- [Input]
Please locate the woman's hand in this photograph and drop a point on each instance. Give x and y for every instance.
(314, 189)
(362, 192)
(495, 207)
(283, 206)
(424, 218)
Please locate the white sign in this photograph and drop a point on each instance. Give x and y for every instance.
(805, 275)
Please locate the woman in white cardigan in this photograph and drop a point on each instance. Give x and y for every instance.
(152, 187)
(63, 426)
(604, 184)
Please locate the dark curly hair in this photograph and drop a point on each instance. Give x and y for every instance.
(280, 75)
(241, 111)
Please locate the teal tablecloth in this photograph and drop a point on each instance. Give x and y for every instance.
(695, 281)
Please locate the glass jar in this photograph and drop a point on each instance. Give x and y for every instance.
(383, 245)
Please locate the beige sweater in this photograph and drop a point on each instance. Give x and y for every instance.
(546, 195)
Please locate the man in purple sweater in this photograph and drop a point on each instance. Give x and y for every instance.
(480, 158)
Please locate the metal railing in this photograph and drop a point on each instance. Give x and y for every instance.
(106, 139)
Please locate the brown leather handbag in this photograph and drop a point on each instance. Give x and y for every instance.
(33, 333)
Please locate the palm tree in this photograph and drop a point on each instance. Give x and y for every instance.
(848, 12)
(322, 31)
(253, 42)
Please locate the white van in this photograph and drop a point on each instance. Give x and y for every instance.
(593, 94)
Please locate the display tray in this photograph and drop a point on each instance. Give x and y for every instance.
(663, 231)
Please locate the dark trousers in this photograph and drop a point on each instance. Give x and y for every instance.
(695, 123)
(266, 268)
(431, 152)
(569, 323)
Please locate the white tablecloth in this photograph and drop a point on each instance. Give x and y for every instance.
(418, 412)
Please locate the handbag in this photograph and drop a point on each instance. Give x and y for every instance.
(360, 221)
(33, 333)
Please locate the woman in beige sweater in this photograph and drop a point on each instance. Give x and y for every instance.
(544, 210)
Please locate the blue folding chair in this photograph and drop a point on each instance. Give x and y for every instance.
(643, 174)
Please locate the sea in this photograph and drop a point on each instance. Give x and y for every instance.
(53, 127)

- [Exercise objective]
Beginning with the line containing "Please locate the white van" and ending with the last line of the listing above, return every line exactly and nothing else.

- [Problem solution]
Please locate the white van in this photograph and drop a point on each instance. Give x and y for every instance.
(593, 94)
Please locate the display tray in this photograph and drop a point on each instance. Give x and y for every instance.
(663, 231)
Please locate the dark trousers in this photograph and drop a point on each instance. Give x and y for every instance.
(695, 123)
(266, 268)
(431, 152)
(569, 323)
Please locate the white tablecloth in this photograph and drop a point on each instance. Give x and y for every instance.
(418, 412)
Please locate the handbag in this photograph and drop a point on each instance. Give x and y for every instance.
(360, 221)
(33, 333)
Please locate the woman in beige sweater in this photograph and drop a point on each instance. Give x and y for every instance.
(544, 210)
Please locate the blue folding chair in this photograph and drop a point on each instance. Give x and y for every instance.
(643, 174)
Please locate the sea in this photograph and drop a point on each instance. Give x and y for every instance.
(53, 127)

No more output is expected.